WHAT NEEDS TO BE DONE >> Can you set out the listing below as a Markdown table with the columns "Row" and "Line", where each nonblank line gets its own row number? Skip the blank lines and leave the pictures out.

DATA SUPPLIED >>
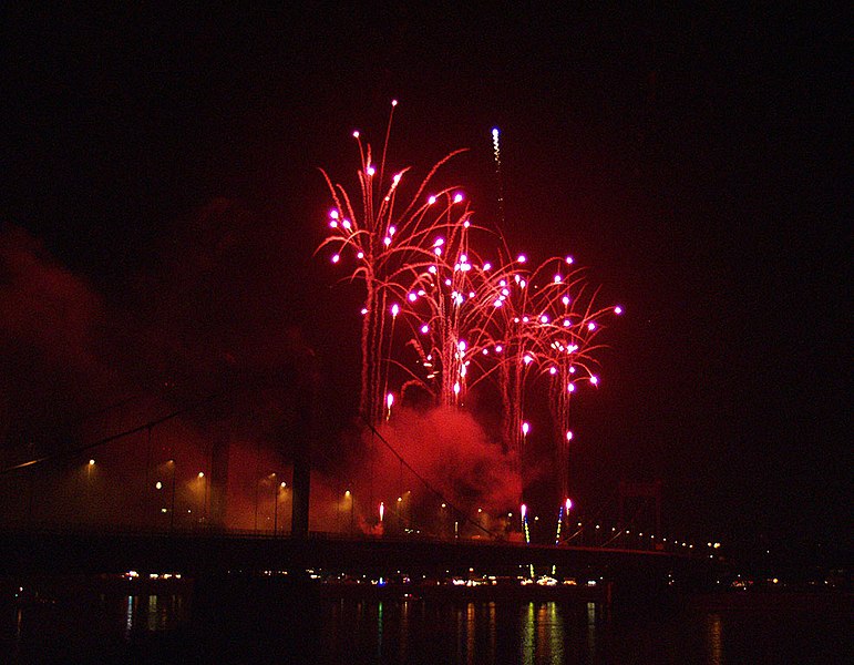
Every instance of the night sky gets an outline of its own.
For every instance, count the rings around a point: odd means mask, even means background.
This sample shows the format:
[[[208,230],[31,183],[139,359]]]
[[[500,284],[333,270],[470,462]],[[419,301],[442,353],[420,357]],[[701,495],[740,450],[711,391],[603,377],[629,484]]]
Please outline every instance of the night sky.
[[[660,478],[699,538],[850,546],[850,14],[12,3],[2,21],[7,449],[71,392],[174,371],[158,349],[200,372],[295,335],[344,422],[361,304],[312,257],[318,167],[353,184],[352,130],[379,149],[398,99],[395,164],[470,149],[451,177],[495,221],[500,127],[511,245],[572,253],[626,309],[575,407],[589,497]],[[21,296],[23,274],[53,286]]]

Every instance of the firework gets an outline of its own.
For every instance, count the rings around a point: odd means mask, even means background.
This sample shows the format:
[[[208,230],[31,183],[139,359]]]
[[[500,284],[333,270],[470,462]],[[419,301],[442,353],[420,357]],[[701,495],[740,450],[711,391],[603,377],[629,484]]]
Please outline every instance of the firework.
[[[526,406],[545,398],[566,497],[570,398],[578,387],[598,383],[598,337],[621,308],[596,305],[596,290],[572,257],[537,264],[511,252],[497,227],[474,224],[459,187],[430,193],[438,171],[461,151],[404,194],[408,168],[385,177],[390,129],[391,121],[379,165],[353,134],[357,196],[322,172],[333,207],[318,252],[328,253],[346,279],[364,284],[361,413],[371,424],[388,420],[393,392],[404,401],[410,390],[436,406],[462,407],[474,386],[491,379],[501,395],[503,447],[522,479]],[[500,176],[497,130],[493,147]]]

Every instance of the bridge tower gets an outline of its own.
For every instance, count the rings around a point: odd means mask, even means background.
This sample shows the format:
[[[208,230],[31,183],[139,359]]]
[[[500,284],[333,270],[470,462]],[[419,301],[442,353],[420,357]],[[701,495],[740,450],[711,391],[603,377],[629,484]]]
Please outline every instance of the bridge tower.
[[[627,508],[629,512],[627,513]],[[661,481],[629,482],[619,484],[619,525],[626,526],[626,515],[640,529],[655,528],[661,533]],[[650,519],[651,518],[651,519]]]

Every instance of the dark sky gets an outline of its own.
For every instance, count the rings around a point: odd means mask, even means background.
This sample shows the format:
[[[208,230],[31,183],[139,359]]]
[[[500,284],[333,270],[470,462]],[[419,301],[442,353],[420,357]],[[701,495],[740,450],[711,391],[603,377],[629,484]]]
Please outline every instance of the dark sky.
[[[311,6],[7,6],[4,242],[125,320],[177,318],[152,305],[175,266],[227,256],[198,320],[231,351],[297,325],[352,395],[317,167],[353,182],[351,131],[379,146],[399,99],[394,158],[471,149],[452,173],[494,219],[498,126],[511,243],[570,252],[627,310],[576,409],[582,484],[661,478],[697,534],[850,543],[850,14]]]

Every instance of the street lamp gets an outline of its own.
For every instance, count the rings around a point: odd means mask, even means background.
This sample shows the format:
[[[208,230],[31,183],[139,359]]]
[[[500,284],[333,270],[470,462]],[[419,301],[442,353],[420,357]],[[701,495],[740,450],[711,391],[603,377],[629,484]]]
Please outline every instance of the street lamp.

RESPONSE FOR THIS EXERCISE >>
| Row | Line |
|---|---|
| 1 | Every instance of the night sky gets an outline of its own. |
| 2 | For every instance, count the rings around a point: odd means mask, even means background. |
| 3 | This sample shows the format: |
| 4 | [[[208,230],[31,183],[139,359]]] |
| 5 | [[[500,284],[333,270],[470,462]],[[419,301],[442,353],[420,357]],[[701,495],[740,450],[711,391],[603,377],[629,484]]] |
| 6 | Please outline every instance of the night sky. |
| 7 | [[[660,478],[699,538],[850,546],[850,14],[12,3],[2,21],[7,449],[71,392],[174,371],[158,349],[200,372],[295,335],[344,422],[361,304],[312,257],[318,167],[353,184],[352,130],[379,149],[398,99],[395,164],[470,149],[451,177],[495,221],[500,127],[511,245],[572,253],[626,309],[575,407],[589,497]],[[21,296],[23,274],[53,286]]] |
| 8 | Every instance of the firework gets an outline of its own. |
| 9 | For every instance, count the rings around a point: odd means mask, even means background. |
| 10 | This sample shows the format: |
| 11 | [[[208,230],[31,183],[139,359]]] |
| 12 | [[[500,284],[333,270],[470,462]],[[419,301],[442,353],[420,357]],[[701,495],[740,450],[711,391],[603,377],[629,484]]] |
| 13 | Please outline every instance of the firework. |
| 14 | [[[526,406],[545,398],[566,497],[570,398],[578,387],[598,383],[598,337],[621,308],[596,305],[596,290],[572,257],[537,264],[511,252],[497,227],[474,224],[459,187],[430,193],[438,171],[461,151],[404,194],[408,168],[385,177],[390,129],[391,121],[379,165],[353,134],[357,196],[322,172],[333,207],[318,252],[328,253],[346,279],[364,284],[361,413],[371,424],[388,420],[393,392],[404,401],[410,390],[436,406],[462,407],[474,386],[491,379],[501,395],[503,447],[522,479]],[[500,176],[497,130],[493,147]]] |
| 15 | Every instance of the bridge tower gets an outline of its own. |
| 16 | For every instance, count the rings around a point: odd means mask, even means background. |
| 17 | This sample shows the format: |
| 18 | [[[208,230],[31,183],[139,359]]] |
| 19 | [[[500,284],[333,270],[470,462]],[[419,301],[442,353],[420,357]],[[701,495],[740,450],[711,391],[603,377],[629,484]]] |
| 20 | Please outline every instance of the bridge tower. |
| 21 | [[[627,508],[629,512],[627,513]],[[661,481],[629,482],[619,484],[619,525],[626,526],[626,515],[640,529],[655,528],[661,533]],[[650,519],[651,518],[651,519]]] |
| 22 | Every instance of the dark sky gets an outline of its own. |
| 23 | For every instance, count the rings around a point: odd means mask, even means background. |
| 24 | This sample shows the format: |
| 25 | [[[208,230],[31,183],[139,359]]] |
| 26 | [[[500,284],[333,270],[470,462]],[[419,301],[442,353],[420,357]],[[701,495],[740,450],[711,391],[603,377],[629,484]]] |
| 27 | Please outline every instance of the dark sky. |
| 28 | [[[311,6],[7,6],[4,242],[125,320],[177,318],[152,305],[175,266],[227,256],[198,320],[231,351],[297,325],[352,395],[317,167],[353,182],[351,131],[379,146],[399,99],[394,158],[471,149],[452,173],[494,219],[498,126],[511,243],[570,252],[627,310],[576,409],[582,484],[661,478],[697,534],[850,543],[850,14]]] |
| 29 | Every instance of the street lamp gets an outline of its own. |
| 30 | For every instance, count the rings around a point: odd means mask, even means background. |
| 31 | This sample shows the format: |
| 32 | [[[208,230],[31,183],[139,359]]] |
| 33 | [[[500,284],[333,270],[470,462]],[[419,301],[442,353],[420,357]],[[701,495],[740,450],[711,391],[603,377],[629,484]]] |
| 34 | Please outline every instance of the street lamp. |